* _DOCUMENT EXCERPT_
============================================================
Utting Research Perth seat polls and Liberal Party briefing wars

New seat polls suggest Labor on track for two gains in Western Australia, although the going is a lot heavier for them than when a similar exercise was conducted in March.

The Sunday Times in Perth has published results of automated phone polls from Utting Research targeting the same four seats as a previous exercise in March. While suggesting Labor are set to pick up two seats, the results are quite a bit stronger for the Liberals than last time, although the sample sizes of 400 per seat imply large margins of error of nearly 5%:

• Labor is credited with a lead of 53-47 in Swan, in from 59-41 last time. The primary votes are 39% for Liberal candidate Kristy McSweeney on 39% (up seven from the previous poll), Labor candidate Zaneta Mascarenhas on 38% (down eight), 10% for the Greens (up three), 4% for One Nation (up one) and 3% for the United Australia Party (down two).

• Labor’s lead in Pearce is in from 55-45 in March to 52-48, from primary votes of 32% for Liberal candidate Linda Aitken (up two), 30% for Labor candidate Tracey Roberts (down fourteen), 12% for the Greens (up seven), 7% for One Nation (down two) and 6% for the United Australia Party (up one).

• Liberal member Ken Wyatt now leads Labor candidate Tania Lawrence 55-45 in Hasluck after trailing 52-48 in March. The primary votes are 39% for Wyatt (up two) and 31% for Lawrence (down eight), with the Greens on 10% (down three), the United Australia Party on 9% (up six) and One Nation on 6% (down two).

• Liberal member Ben Morton is credited with a 54-46 lead in Tangney after a 50-50 result last time. The primary votes are 47% for Morton (up six), 35% for Labor candidate Sam Lim (down six), 8% for the Greens (up one) and 2% each for One Nation and the United Australia Party (both unchanged).

Elsewhere, the Age/Herald notes a “briefing war” is under way among Liberals, with those aligned with Scott Morrison and Alex Hawke’s centre right faction presenting press gallery reporters with hopeful assessments at odds with those being traded by factional conservatives and moderates, who are respectively angry with the centre right over the New South Wales Liberal Party preselection logjam and a campaign strategy that has seemingly cut loose members under threat from the teal independents.
============================================================
* _RECORD EXCERPTS_
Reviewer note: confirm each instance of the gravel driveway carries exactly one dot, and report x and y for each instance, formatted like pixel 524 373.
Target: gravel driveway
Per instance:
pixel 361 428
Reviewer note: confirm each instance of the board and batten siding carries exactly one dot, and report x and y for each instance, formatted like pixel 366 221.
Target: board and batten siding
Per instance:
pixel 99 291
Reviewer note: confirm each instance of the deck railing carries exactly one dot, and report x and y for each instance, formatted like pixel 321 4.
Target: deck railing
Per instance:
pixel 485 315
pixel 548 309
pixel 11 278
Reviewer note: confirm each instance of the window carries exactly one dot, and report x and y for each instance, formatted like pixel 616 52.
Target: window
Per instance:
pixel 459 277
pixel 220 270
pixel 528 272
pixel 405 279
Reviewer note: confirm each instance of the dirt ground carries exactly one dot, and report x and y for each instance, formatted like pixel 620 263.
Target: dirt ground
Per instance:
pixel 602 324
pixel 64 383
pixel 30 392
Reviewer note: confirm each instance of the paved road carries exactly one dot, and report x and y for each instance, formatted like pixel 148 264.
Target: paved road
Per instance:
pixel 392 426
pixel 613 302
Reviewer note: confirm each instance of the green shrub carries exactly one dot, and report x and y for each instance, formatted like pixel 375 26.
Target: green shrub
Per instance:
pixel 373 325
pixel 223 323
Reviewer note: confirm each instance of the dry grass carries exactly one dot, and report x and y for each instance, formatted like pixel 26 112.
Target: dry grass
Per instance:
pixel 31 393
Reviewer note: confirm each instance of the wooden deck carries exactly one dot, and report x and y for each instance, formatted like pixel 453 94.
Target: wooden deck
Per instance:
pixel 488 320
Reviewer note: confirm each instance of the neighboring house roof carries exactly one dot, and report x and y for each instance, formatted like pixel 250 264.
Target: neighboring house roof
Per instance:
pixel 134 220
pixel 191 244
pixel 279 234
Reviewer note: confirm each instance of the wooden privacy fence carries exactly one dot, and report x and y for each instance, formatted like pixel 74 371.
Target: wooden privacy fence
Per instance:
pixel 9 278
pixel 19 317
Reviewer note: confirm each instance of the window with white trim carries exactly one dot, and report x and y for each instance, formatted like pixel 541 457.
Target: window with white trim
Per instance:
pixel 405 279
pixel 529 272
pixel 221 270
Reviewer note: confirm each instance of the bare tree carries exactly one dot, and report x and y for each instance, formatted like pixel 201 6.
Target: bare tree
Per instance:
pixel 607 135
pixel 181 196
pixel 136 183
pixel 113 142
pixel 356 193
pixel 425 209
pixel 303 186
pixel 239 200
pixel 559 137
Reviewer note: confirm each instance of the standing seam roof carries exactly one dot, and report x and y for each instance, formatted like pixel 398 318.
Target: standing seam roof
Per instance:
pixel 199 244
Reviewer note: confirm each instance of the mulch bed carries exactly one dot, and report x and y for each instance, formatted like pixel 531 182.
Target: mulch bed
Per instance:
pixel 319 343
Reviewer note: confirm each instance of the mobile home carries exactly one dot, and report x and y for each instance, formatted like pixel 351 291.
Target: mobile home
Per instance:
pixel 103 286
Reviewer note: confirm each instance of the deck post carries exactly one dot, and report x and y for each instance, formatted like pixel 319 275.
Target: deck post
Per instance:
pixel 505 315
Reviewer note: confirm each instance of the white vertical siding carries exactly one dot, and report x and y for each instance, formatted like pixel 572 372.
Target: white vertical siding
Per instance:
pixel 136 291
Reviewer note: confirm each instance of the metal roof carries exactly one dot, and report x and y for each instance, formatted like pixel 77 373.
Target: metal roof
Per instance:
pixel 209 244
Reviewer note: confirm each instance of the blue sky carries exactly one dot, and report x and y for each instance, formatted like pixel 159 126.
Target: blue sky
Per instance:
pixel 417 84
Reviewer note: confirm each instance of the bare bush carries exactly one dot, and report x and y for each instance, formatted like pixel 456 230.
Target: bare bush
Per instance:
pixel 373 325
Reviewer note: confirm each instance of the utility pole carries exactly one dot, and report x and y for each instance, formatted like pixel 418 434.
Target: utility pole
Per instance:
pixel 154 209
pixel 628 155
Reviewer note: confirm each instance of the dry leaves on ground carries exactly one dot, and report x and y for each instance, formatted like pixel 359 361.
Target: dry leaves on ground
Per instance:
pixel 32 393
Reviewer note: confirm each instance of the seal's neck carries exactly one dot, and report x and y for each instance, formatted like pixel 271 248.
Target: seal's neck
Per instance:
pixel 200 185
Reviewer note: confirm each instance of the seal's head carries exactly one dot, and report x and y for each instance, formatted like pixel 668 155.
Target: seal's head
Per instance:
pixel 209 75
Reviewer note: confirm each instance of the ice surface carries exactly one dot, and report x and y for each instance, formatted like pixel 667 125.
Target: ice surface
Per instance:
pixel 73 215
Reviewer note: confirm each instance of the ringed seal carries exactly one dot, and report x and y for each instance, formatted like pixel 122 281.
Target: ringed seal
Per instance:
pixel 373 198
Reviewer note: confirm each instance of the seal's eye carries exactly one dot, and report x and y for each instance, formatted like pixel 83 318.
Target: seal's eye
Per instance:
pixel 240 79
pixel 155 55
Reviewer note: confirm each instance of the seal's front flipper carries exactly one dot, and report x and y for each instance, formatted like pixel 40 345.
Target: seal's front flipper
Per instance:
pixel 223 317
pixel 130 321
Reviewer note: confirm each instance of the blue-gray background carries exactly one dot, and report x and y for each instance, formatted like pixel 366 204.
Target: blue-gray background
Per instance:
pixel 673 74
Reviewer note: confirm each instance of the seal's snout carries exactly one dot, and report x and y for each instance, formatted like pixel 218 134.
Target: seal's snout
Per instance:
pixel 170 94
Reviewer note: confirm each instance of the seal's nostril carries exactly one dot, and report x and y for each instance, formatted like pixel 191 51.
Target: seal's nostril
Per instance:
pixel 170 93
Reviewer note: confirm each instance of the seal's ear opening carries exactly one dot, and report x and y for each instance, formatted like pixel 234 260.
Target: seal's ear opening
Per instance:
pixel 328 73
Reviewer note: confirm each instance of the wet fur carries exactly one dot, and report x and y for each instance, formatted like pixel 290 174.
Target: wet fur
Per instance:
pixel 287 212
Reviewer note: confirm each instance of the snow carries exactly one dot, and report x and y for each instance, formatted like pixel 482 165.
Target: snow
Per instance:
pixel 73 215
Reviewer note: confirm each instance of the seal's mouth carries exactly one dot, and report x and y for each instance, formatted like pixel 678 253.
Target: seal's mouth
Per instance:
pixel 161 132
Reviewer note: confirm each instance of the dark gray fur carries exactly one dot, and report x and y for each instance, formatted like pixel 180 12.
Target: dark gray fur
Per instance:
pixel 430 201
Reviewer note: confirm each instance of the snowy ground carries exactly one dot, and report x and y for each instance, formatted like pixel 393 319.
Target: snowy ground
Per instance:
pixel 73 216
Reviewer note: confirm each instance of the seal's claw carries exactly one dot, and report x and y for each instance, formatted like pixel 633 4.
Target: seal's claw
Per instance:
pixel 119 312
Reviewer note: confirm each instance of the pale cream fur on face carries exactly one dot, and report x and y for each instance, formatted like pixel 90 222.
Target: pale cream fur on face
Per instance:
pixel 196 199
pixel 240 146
============================================================
* _WORK TO BE COMPLETED_
Please give the next part of the article on the Utting Research Perth seat polls, starting right after its final sentence. The rows play no part in this.

* _RESPONSE AREA_
The optimistic view is that the Coalition might fall only a few seats short of a majority and succeed in holding on to power with the support of a small number of cross-benchers, thanks in part to live possibilities of gaining McEwen and Greenway from Labor. However, both sides agree Labor-held Parramatta and Corangamite are “in play”. Conversely, the view of Liberal pessimists that Reid, Bennelong, Chisholm and Boothby will fall is shared by Labor, who further believe North Sydney, Brisbane, Swan and Pearce are “line ball” (although the last two assessments may not sound like particularly good news for Labor’s perspective).

Talk of a briefing war presumably helps explain the report on Friday from Peter van Onselen of Ten News, in which he revealed internal polling had Josh Frydenberg’s primary vote in Kooyong down from a redistribution-adjusted 49.2% in 2019 to 43%, Tim Wilson down in Goldstein from 52.7% to 37% and Katie Allen down in Higgins from 46.5% to 44%. Such numbers would almost certainly doom Wilson to defeat at the hands of independent Zoe Daniel, and put Labor in contention in Higgins and Frydenberg at risk from independent Monique Ryan. However, the assessment of a moderate Liberal source in the previously discussed Age/Herald report was that Frydenberg’s position was strengthening, prompting the conclusion that “we could lose but save Josh”.

Author: William Bowe

William Bowe is a Perth-based election analyst and occasional teacher of political science. His blog, The Poll Bludger, has existed in one form or another since 2004, and is one of the most heavily trafficked websites on Australian politics.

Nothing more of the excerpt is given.